START Document section

A resilient community: Tackling COVID-19’s impact on people with disability

back of man standing using crutches, Aceh province, Indonesia

The coronavirus pandemic has created hardship for many; imagine the added challenge for those living with a disability.


“During the pandemic, we are obliged to wear a mask. It is such a constraint to me because it hinders me in reading lip movements and communicating with a customer. They have difficulty in understanding my needs and not everybody wants to take off their masks when speaking to me.”

This report takes a detailed look into the everyday lives of women and men with a disability in the Indonesian province of South Sulawesi and finds that COVID-19 has had a significant impact on their social interaction, and their ability to continue with studies or earn income. It has affected their sense of self and underscores a call for more to be done to include people with a disability in policymaking decisions.

Read the full “A resilient community: Tackling COVID-19’s impact on people with disability” report here

The research builds on a 2020 survey by the Disabled People’s Organisation (DPO), which found that up to 80 percent of those living with a disability had lost their income, while 60 to 90 percent struggled with learning, especially when having to use smartphone apps and other online methods. The disability community was also being excluded from the planning, implementation, monitoring and evaluation of COVID-19 mitigation and recovery.

This report also looks at how COVID-19 has disproportionately affected women and girls with disability; for example, many are expected to do the food shopping during increased restrictions.

This localised perspective is designed to drill down into the challenges and identify solutions that policymakers and civil society could apply to their own settings.

It is written with the understanding that government resources have been stretched during the pandemic and, importantly, recommendations are provided that can be implemented with minimal or no cost. Further, it notes that adopting a mindset of committing to inclusion and working with those with a disability can be as valuable to improving lives as funding schemes.

The report also looks at the coping strategies that have been adopted by individuals, and the assistance provided by organisations, and outlines how to support them through policies and programs.

The report makes seven key recommendations on government priorities to assist people with a disability:

  1. Improve communication methods so the delivery of critical information on health and safety includes the needs of those with speech, hearing or sight impairments.
  2. Expand government subsidy schemes to ensure people with disabilities continue to have access to basic services such as water, electricity and communications.
  3. Expand the timeframes for access to cash and other financial assistance until people with disabilities can regain their usual incomes.
  4. Provide food delivery services including essential supplies for people who are unable to shop for themselves.
  5. Collect comprehensive data to better target the distribution of aid and organisational support.
  6. Liaise with disability organisations who are bearing the load and underpin their efforts with funding and training.
  7. Incorporate specific disability and gender policies into the work of the National Agency for Disaster Countermeasure.

END Document section
START Raw data

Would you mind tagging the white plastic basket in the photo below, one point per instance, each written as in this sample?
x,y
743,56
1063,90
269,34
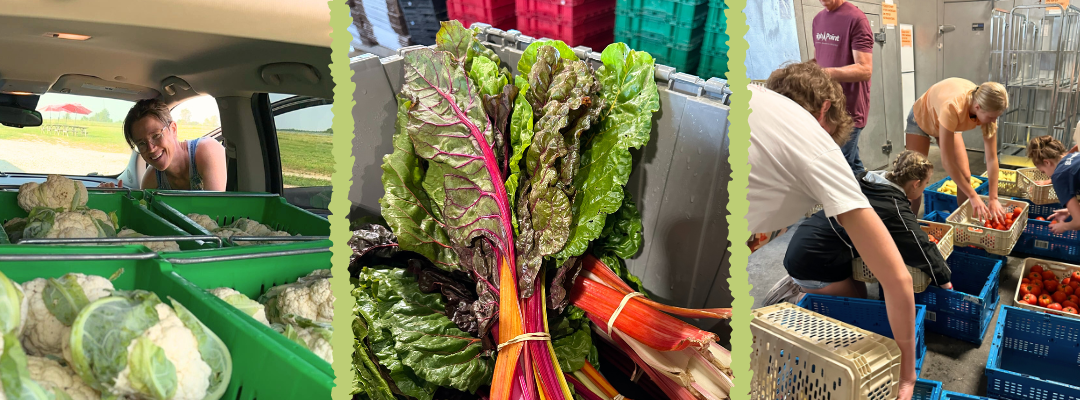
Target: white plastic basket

END Raw data

• _Problem to solve_
Copy word for word the part of the report on COVID-19 and disability that begins at "This localised perspective" and stops after "their own settings.". Work only from the report on COVID-19 and disability, not from the material.

• _Worked solution_
This localised perspective is designed to drill down into the challenges and identify solutions that policymakers and civil society could apply to their own settings.